_DATA SECTION_:
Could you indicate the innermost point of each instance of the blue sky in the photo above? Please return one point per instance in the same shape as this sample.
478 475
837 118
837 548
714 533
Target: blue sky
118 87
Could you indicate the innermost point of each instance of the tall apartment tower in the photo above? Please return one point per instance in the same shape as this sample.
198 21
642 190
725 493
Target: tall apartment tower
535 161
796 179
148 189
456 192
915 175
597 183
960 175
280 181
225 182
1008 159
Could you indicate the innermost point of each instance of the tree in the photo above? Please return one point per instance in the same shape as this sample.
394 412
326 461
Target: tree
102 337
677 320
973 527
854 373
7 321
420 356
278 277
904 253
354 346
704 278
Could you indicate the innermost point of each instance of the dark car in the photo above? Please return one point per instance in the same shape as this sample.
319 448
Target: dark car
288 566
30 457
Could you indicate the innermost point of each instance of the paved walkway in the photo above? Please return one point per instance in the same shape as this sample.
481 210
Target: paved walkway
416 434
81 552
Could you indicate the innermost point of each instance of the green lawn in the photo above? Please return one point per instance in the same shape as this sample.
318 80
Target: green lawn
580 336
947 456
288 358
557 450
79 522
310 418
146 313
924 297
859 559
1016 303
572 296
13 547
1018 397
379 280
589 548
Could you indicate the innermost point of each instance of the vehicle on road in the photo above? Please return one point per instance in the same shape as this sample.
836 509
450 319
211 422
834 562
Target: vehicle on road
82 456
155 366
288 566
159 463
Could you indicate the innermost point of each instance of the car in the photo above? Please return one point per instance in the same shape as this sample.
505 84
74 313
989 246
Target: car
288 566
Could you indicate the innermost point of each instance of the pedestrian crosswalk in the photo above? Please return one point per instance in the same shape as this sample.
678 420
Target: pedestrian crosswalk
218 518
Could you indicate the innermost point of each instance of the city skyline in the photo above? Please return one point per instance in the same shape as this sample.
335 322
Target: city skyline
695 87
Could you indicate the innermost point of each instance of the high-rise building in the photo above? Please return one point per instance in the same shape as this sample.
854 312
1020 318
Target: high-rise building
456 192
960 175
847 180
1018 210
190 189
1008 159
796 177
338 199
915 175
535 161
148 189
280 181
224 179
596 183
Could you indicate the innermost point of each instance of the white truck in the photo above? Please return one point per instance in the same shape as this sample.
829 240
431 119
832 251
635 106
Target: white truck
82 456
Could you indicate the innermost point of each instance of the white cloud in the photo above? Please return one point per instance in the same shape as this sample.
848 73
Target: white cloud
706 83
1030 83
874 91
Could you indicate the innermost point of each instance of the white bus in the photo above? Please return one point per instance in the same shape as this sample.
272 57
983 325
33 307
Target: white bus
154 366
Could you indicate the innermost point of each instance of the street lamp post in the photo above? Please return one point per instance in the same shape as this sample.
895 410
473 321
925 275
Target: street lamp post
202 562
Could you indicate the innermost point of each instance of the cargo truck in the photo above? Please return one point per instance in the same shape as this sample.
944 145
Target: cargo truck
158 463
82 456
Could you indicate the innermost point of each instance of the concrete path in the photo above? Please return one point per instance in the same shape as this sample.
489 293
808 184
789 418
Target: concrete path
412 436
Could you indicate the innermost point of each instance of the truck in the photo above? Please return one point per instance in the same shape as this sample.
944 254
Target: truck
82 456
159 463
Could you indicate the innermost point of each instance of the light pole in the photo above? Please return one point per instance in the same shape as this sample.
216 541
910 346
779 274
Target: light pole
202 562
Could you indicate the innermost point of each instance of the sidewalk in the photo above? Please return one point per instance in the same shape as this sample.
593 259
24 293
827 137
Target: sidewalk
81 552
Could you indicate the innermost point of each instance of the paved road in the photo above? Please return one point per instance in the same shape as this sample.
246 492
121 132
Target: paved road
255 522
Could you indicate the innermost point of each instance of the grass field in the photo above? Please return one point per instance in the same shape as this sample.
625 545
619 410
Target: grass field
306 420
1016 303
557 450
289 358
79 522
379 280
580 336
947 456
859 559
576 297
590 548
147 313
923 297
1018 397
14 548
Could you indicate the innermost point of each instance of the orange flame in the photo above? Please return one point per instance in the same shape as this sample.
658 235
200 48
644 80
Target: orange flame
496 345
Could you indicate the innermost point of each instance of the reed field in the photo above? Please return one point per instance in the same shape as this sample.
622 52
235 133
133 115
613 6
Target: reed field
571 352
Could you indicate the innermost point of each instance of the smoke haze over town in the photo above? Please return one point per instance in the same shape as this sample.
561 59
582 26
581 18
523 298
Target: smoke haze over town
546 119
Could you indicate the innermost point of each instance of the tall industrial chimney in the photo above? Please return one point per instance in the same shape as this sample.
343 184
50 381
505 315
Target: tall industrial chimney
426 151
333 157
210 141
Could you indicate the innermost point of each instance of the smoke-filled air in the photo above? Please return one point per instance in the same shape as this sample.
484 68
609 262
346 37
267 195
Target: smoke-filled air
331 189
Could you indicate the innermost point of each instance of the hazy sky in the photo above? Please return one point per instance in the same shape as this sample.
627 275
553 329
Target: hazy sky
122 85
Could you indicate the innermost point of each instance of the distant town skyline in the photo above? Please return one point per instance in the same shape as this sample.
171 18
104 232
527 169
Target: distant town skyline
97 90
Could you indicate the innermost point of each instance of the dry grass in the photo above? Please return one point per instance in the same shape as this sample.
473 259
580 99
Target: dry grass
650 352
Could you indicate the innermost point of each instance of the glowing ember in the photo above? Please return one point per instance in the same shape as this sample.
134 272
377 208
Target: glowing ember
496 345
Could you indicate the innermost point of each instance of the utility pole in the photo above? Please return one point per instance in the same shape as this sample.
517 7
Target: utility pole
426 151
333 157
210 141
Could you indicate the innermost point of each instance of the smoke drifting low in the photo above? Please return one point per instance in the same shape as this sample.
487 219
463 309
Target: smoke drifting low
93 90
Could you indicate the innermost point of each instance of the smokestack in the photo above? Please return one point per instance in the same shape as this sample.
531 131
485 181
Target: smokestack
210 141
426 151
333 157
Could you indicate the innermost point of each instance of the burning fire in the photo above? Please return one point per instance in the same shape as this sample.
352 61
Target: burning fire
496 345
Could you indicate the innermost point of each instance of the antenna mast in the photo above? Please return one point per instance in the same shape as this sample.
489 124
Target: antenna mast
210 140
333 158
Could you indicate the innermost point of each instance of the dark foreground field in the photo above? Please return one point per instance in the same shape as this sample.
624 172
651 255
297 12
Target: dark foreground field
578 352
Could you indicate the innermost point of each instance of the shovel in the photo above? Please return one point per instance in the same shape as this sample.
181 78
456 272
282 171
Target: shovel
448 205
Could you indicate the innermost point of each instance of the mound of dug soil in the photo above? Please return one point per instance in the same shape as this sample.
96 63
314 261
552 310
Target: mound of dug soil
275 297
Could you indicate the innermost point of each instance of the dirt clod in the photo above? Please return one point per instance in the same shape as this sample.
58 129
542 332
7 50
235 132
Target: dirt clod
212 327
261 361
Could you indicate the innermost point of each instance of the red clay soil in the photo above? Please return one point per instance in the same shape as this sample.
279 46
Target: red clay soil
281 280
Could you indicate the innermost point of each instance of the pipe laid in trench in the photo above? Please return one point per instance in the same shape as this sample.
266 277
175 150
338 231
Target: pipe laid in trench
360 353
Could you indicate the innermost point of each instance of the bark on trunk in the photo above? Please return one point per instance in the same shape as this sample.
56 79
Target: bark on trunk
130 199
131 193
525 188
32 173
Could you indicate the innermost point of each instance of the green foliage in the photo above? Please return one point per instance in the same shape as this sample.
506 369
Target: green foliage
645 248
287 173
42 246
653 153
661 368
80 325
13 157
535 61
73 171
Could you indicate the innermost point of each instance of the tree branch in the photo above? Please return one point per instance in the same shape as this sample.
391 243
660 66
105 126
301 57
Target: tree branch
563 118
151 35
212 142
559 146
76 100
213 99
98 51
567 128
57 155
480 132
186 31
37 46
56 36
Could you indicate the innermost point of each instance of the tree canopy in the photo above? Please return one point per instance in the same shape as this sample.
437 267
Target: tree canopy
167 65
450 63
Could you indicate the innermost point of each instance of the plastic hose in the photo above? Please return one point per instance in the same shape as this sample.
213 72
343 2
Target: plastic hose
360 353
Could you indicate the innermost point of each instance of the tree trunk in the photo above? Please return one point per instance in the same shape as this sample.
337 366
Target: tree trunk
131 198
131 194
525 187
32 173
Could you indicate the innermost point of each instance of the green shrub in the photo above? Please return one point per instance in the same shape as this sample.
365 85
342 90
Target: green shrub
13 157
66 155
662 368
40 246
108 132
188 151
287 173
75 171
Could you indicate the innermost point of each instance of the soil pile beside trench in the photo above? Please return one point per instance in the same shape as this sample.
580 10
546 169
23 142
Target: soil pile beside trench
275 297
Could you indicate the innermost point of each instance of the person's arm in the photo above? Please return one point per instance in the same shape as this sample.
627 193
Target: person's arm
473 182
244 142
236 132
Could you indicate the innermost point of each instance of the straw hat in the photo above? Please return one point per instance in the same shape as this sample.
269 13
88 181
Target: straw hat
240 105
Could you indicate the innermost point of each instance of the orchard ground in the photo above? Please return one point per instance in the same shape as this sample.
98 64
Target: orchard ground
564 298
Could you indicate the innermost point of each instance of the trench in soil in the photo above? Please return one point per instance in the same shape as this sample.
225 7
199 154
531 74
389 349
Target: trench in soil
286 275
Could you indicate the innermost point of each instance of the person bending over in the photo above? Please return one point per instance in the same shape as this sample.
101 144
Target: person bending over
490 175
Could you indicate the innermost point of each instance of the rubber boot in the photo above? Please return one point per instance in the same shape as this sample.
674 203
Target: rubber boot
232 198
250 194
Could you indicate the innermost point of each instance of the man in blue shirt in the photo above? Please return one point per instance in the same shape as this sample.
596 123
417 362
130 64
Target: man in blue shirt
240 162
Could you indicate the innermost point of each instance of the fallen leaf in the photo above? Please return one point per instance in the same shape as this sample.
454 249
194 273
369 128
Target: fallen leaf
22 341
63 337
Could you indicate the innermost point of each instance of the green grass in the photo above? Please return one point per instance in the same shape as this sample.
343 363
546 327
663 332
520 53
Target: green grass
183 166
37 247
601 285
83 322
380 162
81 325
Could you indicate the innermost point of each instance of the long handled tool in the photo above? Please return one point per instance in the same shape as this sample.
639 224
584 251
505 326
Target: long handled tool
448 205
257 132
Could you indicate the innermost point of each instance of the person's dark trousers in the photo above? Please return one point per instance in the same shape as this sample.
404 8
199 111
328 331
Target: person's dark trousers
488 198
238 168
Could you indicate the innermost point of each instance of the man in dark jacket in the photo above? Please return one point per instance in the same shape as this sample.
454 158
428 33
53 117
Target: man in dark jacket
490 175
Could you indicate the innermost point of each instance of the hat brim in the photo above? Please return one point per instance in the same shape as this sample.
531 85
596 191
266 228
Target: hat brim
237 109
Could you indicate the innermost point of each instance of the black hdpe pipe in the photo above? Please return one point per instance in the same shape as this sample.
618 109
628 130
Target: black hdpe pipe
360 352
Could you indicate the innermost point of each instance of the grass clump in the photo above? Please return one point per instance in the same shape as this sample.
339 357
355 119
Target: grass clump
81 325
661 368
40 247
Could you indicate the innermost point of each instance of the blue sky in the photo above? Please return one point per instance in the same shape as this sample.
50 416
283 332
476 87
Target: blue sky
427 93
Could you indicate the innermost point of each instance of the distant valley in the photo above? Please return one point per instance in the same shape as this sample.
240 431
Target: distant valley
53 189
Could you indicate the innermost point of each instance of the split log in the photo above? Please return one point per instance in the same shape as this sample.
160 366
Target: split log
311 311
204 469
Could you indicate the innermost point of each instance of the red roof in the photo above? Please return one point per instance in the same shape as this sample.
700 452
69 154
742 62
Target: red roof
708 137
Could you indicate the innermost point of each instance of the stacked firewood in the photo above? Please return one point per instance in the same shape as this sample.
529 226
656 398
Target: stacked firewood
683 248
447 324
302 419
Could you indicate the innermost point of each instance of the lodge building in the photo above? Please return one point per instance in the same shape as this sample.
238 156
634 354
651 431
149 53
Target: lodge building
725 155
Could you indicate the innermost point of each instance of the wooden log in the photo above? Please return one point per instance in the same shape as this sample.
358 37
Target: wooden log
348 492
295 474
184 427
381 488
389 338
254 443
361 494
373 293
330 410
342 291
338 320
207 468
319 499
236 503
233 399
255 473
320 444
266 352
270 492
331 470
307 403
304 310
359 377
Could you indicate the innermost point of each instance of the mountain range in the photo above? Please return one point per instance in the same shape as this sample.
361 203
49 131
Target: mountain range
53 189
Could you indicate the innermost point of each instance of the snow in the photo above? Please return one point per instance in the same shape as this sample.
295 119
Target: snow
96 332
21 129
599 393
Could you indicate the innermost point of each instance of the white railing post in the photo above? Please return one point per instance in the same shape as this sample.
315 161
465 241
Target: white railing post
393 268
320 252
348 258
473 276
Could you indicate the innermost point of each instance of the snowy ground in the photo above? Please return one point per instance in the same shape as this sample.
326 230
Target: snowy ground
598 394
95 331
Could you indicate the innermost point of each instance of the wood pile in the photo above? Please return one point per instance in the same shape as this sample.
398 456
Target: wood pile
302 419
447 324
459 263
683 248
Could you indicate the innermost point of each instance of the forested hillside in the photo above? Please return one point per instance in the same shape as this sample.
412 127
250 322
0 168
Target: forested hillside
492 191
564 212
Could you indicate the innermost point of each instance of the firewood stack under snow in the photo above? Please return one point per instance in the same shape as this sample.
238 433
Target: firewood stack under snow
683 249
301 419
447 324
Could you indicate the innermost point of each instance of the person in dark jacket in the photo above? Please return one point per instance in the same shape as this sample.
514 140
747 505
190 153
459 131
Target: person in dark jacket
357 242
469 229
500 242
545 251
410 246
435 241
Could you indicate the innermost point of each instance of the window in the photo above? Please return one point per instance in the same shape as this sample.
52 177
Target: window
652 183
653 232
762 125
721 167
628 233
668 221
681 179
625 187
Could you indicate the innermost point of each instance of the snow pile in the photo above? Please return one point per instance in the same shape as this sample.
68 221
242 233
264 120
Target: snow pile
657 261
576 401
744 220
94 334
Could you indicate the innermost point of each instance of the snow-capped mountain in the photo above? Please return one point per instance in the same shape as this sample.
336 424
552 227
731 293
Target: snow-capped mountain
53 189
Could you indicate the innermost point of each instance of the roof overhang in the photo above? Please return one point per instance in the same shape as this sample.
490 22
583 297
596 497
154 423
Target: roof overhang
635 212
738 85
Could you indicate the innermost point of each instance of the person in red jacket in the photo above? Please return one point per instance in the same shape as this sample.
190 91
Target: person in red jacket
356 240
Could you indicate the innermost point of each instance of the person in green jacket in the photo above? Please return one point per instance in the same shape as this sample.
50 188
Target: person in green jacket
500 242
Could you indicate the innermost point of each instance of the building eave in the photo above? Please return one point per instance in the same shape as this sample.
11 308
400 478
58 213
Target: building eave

_OBJECTIVE_: In the entries above, find the line containing "of the roof". Set down that line and every line after it through the last one, exactly and alone.

_OUTPUT OF THE TASK_:
Could you indicate the innermost point of each instance of the roof overhang in the photo above? Please return one point per instance in the same shape as this sample.
490 22
583 297
596 497
154 423
Target: roof overhang
635 212
738 85
Could you indicate the innermost point of each instance of the person in red jacket in the photo above? Please return one point per instance in the same shape as this sample.
190 91
Target: person in red jacket
356 240
Could you indicate the innermost point of each instance of the person in green jacket in the photo above? Please return one point per instance in the same shape as this sample.
50 188
Target: person in green jacket
500 242
Could you indicate the innermost point of each instance of the building eave in the photo above? Please return one point per instance in the same shape as this sample.
11 308
400 478
58 213
Target: building eave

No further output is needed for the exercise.